## EXERCISE PROMPT
Search the listing below for the word "green", and copy every line in which it turns up.

## MATERIAL PROVIDED
▶

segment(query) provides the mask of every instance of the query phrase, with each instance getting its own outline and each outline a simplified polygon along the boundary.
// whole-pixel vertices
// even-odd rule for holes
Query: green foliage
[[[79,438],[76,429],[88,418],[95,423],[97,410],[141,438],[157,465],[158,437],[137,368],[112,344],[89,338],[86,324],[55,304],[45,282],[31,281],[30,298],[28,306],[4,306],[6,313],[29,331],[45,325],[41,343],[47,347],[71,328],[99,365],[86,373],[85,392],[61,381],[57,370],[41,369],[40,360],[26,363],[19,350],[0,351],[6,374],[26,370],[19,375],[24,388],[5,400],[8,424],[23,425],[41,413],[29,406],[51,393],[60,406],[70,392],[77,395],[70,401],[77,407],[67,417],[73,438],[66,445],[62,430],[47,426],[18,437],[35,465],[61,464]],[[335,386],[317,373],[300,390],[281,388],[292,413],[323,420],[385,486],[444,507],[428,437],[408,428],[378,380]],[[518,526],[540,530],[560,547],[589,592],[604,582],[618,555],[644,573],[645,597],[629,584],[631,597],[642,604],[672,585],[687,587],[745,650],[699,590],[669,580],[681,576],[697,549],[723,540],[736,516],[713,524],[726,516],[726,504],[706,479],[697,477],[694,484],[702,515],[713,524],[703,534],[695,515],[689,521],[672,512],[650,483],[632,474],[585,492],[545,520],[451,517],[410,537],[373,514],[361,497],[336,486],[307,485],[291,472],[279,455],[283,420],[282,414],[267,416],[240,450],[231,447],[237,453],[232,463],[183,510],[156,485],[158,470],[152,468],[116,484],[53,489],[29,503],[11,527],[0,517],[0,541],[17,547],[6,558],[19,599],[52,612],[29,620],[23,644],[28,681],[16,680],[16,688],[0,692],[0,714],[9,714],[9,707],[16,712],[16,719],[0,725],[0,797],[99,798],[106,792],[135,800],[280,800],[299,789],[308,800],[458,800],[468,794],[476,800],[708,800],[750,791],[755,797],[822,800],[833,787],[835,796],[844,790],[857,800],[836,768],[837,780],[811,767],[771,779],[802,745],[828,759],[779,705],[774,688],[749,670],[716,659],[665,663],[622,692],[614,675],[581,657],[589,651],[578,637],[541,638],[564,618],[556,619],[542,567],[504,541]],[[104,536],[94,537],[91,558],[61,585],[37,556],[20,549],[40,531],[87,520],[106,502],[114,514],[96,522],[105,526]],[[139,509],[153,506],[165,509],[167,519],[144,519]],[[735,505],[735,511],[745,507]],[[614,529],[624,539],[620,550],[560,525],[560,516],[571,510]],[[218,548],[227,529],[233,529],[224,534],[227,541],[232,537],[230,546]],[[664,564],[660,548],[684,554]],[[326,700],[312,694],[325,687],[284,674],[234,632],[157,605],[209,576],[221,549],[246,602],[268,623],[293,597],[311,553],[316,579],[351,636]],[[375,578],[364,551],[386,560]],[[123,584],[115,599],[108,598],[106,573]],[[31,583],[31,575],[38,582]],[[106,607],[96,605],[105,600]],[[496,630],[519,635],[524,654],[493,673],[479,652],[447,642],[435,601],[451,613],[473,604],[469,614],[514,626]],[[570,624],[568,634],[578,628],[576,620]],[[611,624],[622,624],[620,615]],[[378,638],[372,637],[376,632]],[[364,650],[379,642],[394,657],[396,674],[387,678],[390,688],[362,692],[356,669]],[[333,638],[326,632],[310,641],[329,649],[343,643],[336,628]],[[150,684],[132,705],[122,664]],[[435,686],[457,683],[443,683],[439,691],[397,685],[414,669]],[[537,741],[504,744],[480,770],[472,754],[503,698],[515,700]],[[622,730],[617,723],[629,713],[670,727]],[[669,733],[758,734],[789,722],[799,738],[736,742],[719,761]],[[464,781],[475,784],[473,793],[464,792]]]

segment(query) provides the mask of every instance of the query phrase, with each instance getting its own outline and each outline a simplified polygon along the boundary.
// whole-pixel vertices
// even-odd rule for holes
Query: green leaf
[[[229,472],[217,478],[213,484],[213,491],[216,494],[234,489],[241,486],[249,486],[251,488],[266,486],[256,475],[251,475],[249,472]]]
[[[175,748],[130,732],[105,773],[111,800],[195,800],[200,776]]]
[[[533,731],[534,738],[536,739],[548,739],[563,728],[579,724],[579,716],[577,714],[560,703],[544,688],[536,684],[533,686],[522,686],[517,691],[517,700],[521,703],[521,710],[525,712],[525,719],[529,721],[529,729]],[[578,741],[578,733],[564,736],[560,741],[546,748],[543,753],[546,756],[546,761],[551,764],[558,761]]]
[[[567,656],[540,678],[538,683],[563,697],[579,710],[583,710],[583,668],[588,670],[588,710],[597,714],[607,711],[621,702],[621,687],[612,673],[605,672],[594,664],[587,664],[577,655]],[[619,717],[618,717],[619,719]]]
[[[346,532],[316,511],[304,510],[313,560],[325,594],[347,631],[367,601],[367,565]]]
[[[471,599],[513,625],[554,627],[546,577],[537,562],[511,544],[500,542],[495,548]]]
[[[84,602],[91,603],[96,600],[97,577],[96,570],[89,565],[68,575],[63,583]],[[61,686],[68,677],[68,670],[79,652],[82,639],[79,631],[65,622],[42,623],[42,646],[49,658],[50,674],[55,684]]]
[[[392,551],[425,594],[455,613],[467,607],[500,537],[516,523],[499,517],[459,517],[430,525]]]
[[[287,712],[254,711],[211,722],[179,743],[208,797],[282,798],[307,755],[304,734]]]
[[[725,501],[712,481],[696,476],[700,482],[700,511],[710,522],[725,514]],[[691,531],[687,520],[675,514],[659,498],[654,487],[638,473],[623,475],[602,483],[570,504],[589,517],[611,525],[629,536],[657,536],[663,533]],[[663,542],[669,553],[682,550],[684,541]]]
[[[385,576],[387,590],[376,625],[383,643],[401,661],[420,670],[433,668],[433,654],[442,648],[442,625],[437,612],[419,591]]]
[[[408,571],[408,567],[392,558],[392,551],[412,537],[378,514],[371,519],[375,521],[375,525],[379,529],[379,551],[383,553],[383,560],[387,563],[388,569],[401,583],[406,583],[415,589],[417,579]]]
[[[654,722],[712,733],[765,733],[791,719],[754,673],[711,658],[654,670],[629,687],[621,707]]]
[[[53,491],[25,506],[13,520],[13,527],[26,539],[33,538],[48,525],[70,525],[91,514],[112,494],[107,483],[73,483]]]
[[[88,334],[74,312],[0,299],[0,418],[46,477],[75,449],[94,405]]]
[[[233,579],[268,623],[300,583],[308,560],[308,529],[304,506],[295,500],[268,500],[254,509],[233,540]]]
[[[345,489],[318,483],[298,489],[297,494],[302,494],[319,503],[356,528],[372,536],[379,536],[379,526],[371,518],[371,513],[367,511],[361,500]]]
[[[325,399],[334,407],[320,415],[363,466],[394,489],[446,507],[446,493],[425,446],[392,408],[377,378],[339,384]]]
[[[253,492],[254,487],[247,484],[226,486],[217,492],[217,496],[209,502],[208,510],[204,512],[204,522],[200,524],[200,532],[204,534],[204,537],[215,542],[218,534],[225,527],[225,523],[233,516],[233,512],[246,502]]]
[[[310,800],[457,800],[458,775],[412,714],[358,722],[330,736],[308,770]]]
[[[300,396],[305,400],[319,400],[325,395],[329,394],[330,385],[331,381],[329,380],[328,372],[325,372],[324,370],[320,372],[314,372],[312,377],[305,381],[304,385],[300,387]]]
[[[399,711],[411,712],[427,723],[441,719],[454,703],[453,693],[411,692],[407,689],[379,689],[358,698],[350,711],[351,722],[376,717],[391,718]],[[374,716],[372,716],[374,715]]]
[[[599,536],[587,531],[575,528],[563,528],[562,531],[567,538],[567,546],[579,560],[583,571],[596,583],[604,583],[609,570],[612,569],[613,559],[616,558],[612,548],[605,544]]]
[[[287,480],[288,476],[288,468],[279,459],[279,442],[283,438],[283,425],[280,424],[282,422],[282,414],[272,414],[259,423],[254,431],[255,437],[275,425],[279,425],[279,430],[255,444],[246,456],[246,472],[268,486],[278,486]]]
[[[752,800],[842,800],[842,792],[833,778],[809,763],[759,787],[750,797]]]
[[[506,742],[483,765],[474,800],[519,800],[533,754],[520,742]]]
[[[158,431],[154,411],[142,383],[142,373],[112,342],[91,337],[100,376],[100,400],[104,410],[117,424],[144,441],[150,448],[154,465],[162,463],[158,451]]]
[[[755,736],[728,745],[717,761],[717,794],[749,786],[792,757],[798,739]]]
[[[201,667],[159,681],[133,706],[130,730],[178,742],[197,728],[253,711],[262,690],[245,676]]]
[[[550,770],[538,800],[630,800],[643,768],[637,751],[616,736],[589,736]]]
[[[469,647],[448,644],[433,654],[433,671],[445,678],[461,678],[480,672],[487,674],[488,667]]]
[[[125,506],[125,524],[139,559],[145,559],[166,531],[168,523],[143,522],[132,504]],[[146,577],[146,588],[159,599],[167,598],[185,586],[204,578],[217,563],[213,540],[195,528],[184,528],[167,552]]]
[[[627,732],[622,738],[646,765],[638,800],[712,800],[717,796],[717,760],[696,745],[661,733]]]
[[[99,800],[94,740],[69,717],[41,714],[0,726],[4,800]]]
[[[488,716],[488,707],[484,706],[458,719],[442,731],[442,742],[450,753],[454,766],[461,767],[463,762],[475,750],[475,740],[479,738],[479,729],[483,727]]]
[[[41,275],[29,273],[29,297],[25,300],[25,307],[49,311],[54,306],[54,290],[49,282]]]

◀

## ANSWER AREA
Query: green foliage
Query: green leaf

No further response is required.